> What is being asked: Can you write out the records below, everything from the line containing "Q: Point to" down to the line containing "Target: ceiling light fixture", reproducing those lines without any change?

> Supplied data:
_ _ _ _ _ _ _

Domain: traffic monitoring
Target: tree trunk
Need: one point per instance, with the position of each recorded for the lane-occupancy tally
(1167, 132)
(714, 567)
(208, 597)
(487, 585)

_ _ _ _ _ _ _

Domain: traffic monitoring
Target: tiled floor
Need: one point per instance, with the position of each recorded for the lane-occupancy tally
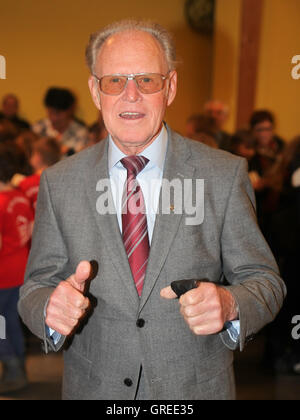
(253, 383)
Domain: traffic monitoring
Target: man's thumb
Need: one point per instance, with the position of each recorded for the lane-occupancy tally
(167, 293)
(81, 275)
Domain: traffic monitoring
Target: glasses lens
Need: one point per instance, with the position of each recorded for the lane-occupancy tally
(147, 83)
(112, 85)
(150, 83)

_ _ _ _ _ _ _

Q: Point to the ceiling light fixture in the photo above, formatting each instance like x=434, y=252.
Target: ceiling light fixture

_ _ _ _ _ _ _

> Solution to this exercise:
Q: Point to the ceiling light fixture in the photo above, formatting each instance like x=434, y=252.
Target: ceiling light fixture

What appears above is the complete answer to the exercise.